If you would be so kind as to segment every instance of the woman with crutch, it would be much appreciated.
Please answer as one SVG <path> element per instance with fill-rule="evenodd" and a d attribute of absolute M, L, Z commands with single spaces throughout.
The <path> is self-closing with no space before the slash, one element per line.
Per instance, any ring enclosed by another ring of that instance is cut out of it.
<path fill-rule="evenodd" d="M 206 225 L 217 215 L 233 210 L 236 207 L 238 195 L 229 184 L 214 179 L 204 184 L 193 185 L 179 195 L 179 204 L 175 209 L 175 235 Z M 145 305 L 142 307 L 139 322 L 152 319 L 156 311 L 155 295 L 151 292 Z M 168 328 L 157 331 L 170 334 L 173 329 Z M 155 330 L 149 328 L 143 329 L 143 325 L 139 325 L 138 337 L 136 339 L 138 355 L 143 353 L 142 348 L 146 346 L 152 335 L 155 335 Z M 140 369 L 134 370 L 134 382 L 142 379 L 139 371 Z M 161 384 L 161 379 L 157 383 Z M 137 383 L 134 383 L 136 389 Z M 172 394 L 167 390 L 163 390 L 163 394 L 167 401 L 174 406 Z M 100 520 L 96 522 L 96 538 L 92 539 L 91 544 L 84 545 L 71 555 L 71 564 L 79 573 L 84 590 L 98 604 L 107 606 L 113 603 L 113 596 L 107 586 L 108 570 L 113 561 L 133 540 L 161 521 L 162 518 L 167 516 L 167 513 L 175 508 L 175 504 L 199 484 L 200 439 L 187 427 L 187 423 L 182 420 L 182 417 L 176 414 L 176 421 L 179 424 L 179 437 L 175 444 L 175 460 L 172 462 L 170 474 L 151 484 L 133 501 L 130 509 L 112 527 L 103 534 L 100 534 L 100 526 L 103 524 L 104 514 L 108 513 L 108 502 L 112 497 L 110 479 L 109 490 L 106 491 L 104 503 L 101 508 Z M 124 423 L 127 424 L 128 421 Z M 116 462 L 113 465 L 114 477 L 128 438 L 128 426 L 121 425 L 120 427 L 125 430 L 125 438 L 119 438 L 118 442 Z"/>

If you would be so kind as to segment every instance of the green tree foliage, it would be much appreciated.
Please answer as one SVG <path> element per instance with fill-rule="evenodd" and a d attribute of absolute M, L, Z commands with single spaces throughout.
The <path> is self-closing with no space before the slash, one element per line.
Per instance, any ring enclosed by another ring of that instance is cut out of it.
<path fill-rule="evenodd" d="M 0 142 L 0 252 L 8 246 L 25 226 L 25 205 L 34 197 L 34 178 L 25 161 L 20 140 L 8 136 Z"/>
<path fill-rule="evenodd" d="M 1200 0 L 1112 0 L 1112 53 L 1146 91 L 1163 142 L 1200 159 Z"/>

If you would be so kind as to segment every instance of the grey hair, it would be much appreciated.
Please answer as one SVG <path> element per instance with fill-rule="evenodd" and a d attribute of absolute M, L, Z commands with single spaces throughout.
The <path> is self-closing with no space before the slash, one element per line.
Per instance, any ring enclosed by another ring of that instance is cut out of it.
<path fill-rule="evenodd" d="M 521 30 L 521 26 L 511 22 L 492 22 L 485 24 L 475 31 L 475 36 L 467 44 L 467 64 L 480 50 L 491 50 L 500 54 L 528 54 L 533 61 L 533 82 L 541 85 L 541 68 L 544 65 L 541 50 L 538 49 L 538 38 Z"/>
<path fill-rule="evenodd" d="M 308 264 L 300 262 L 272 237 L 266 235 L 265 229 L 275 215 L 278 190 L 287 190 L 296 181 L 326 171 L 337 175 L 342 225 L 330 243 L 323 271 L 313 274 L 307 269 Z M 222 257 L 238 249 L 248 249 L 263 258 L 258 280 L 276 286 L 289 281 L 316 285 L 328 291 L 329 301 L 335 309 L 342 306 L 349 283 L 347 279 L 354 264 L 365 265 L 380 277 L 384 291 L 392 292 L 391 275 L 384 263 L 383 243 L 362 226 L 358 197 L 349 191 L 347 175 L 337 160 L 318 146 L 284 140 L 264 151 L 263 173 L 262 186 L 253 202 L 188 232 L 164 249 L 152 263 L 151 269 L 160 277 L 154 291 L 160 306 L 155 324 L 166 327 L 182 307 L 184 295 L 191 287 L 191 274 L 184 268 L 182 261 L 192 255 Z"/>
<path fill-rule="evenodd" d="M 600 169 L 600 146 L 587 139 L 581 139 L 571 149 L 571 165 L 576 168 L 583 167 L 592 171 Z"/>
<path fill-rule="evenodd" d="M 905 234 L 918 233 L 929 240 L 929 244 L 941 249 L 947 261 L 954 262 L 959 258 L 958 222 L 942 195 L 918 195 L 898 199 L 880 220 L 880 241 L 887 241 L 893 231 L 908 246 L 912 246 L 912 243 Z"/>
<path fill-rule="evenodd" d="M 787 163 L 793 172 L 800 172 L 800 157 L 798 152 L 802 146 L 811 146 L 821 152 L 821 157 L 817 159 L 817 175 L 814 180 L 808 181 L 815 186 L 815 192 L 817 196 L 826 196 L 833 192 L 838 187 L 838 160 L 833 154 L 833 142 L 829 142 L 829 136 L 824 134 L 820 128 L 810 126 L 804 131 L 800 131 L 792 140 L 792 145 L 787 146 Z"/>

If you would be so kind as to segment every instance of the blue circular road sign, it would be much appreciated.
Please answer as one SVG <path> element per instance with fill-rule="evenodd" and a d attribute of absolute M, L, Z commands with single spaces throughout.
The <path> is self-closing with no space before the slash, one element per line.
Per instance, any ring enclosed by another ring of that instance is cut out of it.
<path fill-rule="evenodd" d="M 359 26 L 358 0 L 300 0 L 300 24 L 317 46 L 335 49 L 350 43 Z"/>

(Written request) Render every line of the material above as a JSON array of strings, one string per line, leaving out the blank lines.

(Output below)
[
  "If you would be so kind as to segment every instance of the woman with crutch, it would be much appreciated.",
  "Please answer as one SVG <path> element per instance with fill-rule=\"evenodd\" and a d attribute of absolute M, L, Z commands with single spaces throughout.",
  "The <path> is self-closing with no space before the slash, one element per line.",
  "Per instance, any ring enclosed by another ring of that instance is cut out of it.",
  "<path fill-rule=\"evenodd\" d=\"M 206 225 L 217 215 L 233 210 L 236 207 L 238 195 L 229 184 L 214 179 L 204 184 L 193 185 L 179 195 L 179 204 L 175 209 L 175 235 Z M 145 305 L 142 307 L 139 322 L 152 319 L 156 311 L 155 295 L 151 292 Z M 168 328 L 157 331 L 170 334 L 173 329 Z M 155 330 L 149 328 L 143 329 L 143 325 L 139 325 L 138 337 L 136 339 L 138 355 L 143 353 L 142 348 L 146 346 L 152 335 L 155 335 Z M 140 369 L 134 370 L 134 382 L 142 379 L 139 371 Z M 161 384 L 161 379 L 157 383 Z M 137 383 L 134 383 L 136 389 Z M 172 394 L 167 390 L 163 390 L 163 394 L 167 401 L 174 406 Z M 100 520 L 96 522 L 96 538 L 92 539 L 91 544 L 84 545 L 71 555 L 71 564 L 79 573 L 84 590 L 98 604 L 107 606 L 113 603 L 113 596 L 107 586 L 108 570 L 113 561 L 133 540 L 161 521 L 162 518 L 167 516 L 167 513 L 175 508 L 175 504 L 199 484 L 200 439 L 187 427 L 187 423 L 182 420 L 182 417 L 176 414 L 176 421 L 179 424 L 179 437 L 175 444 L 175 460 L 172 462 L 170 474 L 151 484 L 133 501 L 130 509 L 112 527 L 103 534 L 100 534 L 100 526 L 103 524 L 104 514 L 108 513 L 108 502 L 112 497 L 110 479 L 109 490 L 106 491 L 104 503 L 101 508 Z M 124 423 L 127 424 L 128 421 Z M 116 462 L 113 465 L 114 477 L 128 438 L 128 426 L 121 425 L 120 427 L 125 430 L 125 438 L 119 438 L 118 442 Z\"/>",
  "If you would be so kind as to segment every instance of the green tree foliage, it would be much appreciated.",
  "Please answer as one SVG <path> element per instance with fill-rule=\"evenodd\" and a d attribute of absolute M, L, Z commands with single spaces throughout.",
  "The <path> is self-closing with no space before the slash, one element per line.",
  "Per instance, any ring enclosed by another ring of that instance is cut out of it.",
  "<path fill-rule=\"evenodd\" d=\"M 0 142 L 0 252 L 8 246 L 25 226 L 25 205 L 34 197 L 34 178 L 25 161 L 20 140 L 8 136 Z\"/>",
  "<path fill-rule=\"evenodd\" d=\"M 1200 0 L 1112 0 L 1112 53 L 1146 91 L 1163 142 L 1200 159 Z\"/>",
  "If you would be so kind as to segment every instance of the grey hair, it would be much appreciated.",
  "Please answer as one SVG <path> element per instance with fill-rule=\"evenodd\" and a d attribute of absolute M, L, Z commands with single spaces throughout.",
  "The <path> is self-closing with no space before the slash, one element per line.",
  "Per instance, any ring enclosed by another ring of that instance is cut out of it.",
  "<path fill-rule=\"evenodd\" d=\"M 521 30 L 521 26 L 511 22 L 492 22 L 485 24 L 475 31 L 475 36 L 467 44 L 467 64 L 480 50 L 491 50 L 500 54 L 528 54 L 533 61 L 533 82 L 541 85 L 541 68 L 544 65 L 541 50 L 538 49 L 538 38 Z\"/>",
  "<path fill-rule=\"evenodd\" d=\"M 308 264 L 300 262 L 272 237 L 266 235 L 265 229 L 275 215 L 278 190 L 287 190 L 296 181 L 326 171 L 337 175 L 342 225 L 330 243 L 323 271 L 313 274 L 307 269 Z M 222 257 L 238 249 L 248 249 L 263 258 L 258 280 L 276 286 L 289 281 L 316 285 L 328 291 L 329 301 L 335 309 L 342 306 L 349 283 L 347 279 L 354 264 L 365 265 L 380 277 L 384 291 L 392 292 L 391 275 L 384 263 L 383 243 L 362 226 L 358 197 L 349 191 L 347 175 L 337 160 L 318 146 L 284 140 L 264 151 L 263 173 L 262 186 L 253 202 L 188 232 L 164 249 L 152 263 L 151 269 L 160 277 L 154 291 L 160 306 L 155 324 L 166 327 L 182 307 L 184 295 L 191 287 L 191 274 L 184 268 L 182 261 L 192 255 Z\"/>",
  "<path fill-rule=\"evenodd\" d=\"M 600 169 L 600 146 L 587 139 L 581 139 L 571 149 L 571 165 L 576 168 L 583 167 L 592 171 Z\"/>",
  "<path fill-rule=\"evenodd\" d=\"M 905 234 L 918 233 L 929 240 L 929 244 L 941 249 L 947 261 L 954 262 L 959 258 L 958 222 L 942 195 L 918 195 L 898 199 L 880 220 L 880 241 L 887 241 L 893 231 L 908 246 L 912 246 L 912 243 Z\"/>",
  "<path fill-rule=\"evenodd\" d=\"M 787 163 L 793 172 L 800 172 L 800 157 L 798 152 L 802 146 L 811 146 L 821 152 L 821 157 L 817 159 L 817 175 L 814 180 L 808 181 L 815 186 L 815 192 L 817 196 L 826 196 L 833 192 L 838 187 L 838 160 L 833 154 L 833 142 L 829 142 L 829 136 L 824 134 L 820 128 L 810 126 L 804 131 L 800 131 L 792 140 L 792 145 L 787 146 Z\"/>",
  "If you would be so kind as to segment every instance of the blue circular road sign, it would be much appreciated.",
  "Please answer as one SVG <path> element per instance with fill-rule=\"evenodd\" and a d attribute of absolute M, L, Z commands with single spaces throughout.",
  "The <path> is self-closing with no space before the slash, one element per line.",
  "Per instance, any ring enclosed by another ring of that instance is cut out of it.",
  "<path fill-rule=\"evenodd\" d=\"M 359 26 L 358 0 L 300 0 L 300 24 L 317 46 L 335 49 L 350 43 Z\"/>"
]